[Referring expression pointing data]
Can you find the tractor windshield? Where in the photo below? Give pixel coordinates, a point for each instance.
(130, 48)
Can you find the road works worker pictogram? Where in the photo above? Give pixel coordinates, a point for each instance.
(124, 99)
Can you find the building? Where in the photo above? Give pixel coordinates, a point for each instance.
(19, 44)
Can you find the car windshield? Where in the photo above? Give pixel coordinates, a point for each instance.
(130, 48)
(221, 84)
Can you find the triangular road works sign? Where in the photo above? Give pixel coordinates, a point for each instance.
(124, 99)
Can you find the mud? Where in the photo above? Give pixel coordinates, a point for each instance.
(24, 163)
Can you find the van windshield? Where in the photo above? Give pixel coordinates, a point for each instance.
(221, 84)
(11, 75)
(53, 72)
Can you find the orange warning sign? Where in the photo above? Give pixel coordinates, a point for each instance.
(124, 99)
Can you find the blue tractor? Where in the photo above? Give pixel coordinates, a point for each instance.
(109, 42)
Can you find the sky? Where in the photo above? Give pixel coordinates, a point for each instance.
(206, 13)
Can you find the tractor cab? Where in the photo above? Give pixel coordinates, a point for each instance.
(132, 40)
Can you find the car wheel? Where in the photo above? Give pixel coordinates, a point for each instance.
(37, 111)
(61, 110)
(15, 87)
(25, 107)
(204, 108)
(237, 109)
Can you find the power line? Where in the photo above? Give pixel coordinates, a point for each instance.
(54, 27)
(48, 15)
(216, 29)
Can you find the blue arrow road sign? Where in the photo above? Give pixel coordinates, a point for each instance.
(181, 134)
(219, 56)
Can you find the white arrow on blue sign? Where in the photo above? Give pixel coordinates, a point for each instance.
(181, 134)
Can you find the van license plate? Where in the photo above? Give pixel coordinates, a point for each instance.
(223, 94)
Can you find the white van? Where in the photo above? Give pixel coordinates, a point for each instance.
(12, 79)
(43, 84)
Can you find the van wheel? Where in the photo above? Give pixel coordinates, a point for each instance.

**Exercise aim:**
The answer must be an exact copy of the lines from the one containing "Can you find the blue tractor?" through the last line of the records, both included.

**Solution to this exercise:**
Can you find the blue tractor? Where in the photo above? Give pixel coordinates, a point for each instance.
(109, 42)
Can you find the sky? Where in the photo above? Give pixel coordinates, a point for each instance.
(206, 13)
Can you find the tractor cab? Where in the photo above? Give pixel coordinates, a point for each instance.
(132, 40)
Can you find the car wheel? Where in the photo above? Give pixel coordinates, a point for each instance.
(37, 111)
(61, 110)
(15, 87)
(25, 107)
(204, 108)
(237, 109)
Can you find the power line? Where in the photo above? Give pixel coordinates, a point for each instance.
(54, 27)
(48, 15)
(216, 29)
Can you find the blue arrow road sign? Where in the photo above? Give pixel coordinates, a point for each instance.
(181, 134)
(219, 56)
Can you find the white arrow on blue sign? Where in the photo above? Give pixel coordinates, a point for each instance.
(181, 134)
Can you find the van license plate? Where in the photo above? Give pixel coordinates, a point for each instance.
(223, 94)
Can you find the white van? Where in the photo above? Give pixel coordinates, a point for each instance.
(12, 79)
(43, 84)
Can you find the van wheel? Where in the photo above? Give pixel coordinates, a point for each instance.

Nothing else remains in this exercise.